Memahami Akad Sewa Menyewa (Ijarah), Ju’alah, dan Bedanya

Bagi sebagian besar orang, ijarah atau akad sewa menyewa sudah menjadi bagian dari kehidupan sehari-hari. Walaupun demikian, banyak di antara kita yang belum mengerti betul hukumnya menurut Islam.

Selain ijarah, kita juga perlu mengenal tentang akad ju’alah atau memberikan upah.

Mari langsung saja kita simak penjelasannya.

Akad Sewa Menyewa

Sewa menyewa merupakan salah satu metode yang banyak kita gunakan untuk mendapatkan kebutuhan. Dalam fiqih Islam, kegiatan sewa menyewa disebut sebagai ijarah.

Secara bahasa, ijjarah merupakan istilah untuk ujrah (upah). Sedangkan menurut istilahnya, al-ijarah yaitu memberikan manfaat benda kepada orang lain dengan mendapatkan ganti pembayaran.

Pengertian akad ijarah menurut Fatwa Dewan Syariah Nasional yaitu akad pemindahan hak guna (manfaat) atas suatu barang atau jasa dalam waktu tertentu melalui pembayaran sewa, tanpa diikuti pemindahan kepemilikan barang itu sendiri.

Hukum ijarah dalam Islam adalah dibolehkan. Akad ijarah juga disebutkan dalam firman Allah berikut:

فَإِنْ أَرْضَعْنَ لَكُمْ فَـَٔاتُوهُنَّ أُجُورَهُنَّ

Artinya: 

“Bila mereka menyusui anak-anak mereka dari kalian dengan upah, maka bayarlah upah mereka.” (QS. Ath-Thalaq: 6).

BARIS DATA:
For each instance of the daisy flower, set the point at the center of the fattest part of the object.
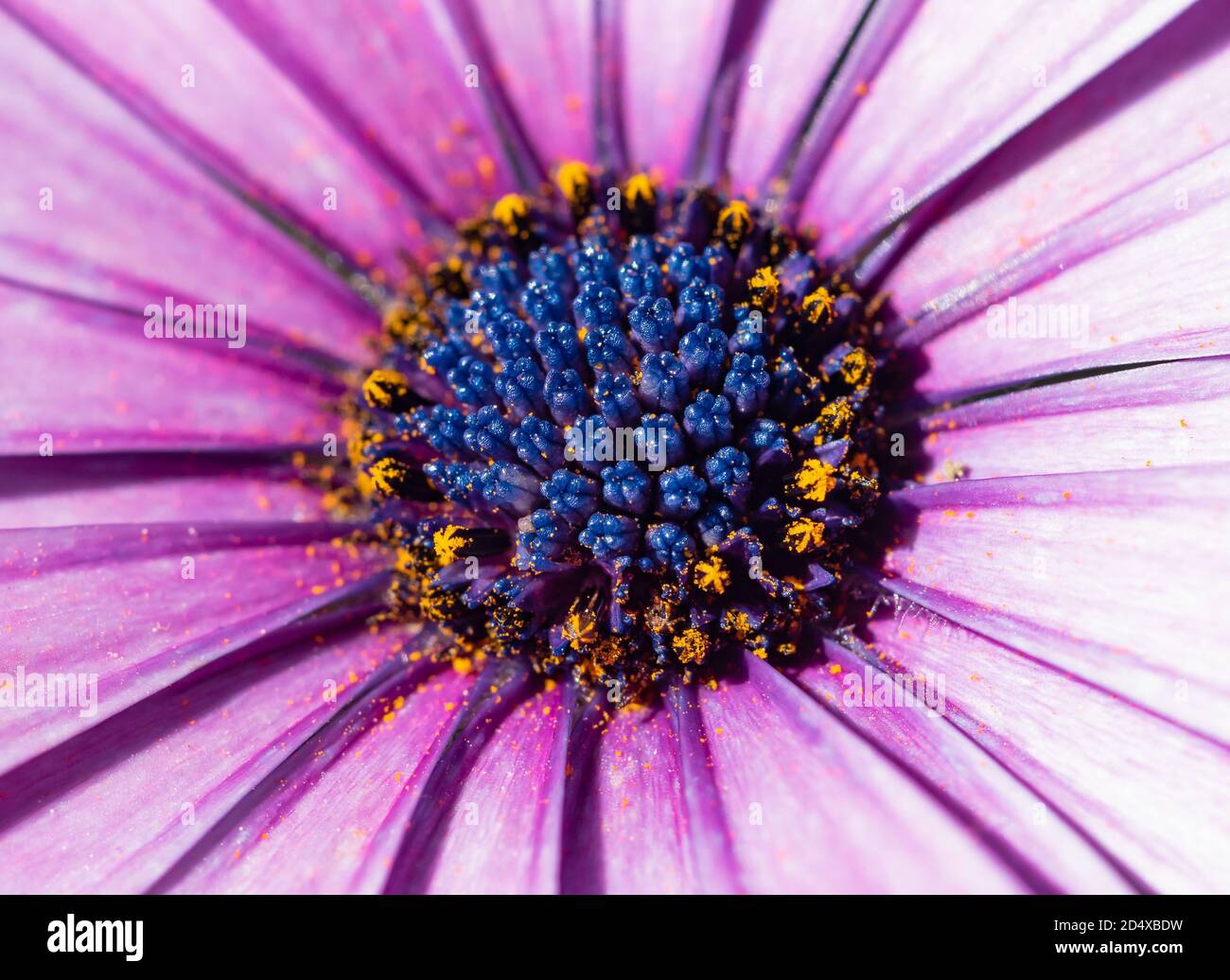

URAIAN TUGAS:
Ulangi tanpa perubahan bagian teks tentang ijarah dari "Memahami Akad Sewa" sampai dengan "disebut sebagai ijarah.".

JAWABAN:
Memahami Akad Sewa Menyewa (Ijarah), Ju’alah, dan Bedanya

Bagi sebagian besar orang, ijarah atau akad sewa menyewa sudah menjadi bagian dari kehidupan sehari-hari. Walaupun demikian, banyak di antara kita yang belum mengerti betul hukumnya menurut Islam.

Selain ijarah, kita juga perlu mengenal tentang akad ju’alah atau memberikan upah.

Mari langsung saja kita simak penjelasannya.

Akad Sewa Menyewa

Sewa menyewa merupakan salah satu metode yang banyak kita gunakan untuk mendapatkan kebutuhan. Dalam fiqih Islam, kegiatan sewa menyewa disebut sebagai ijarah.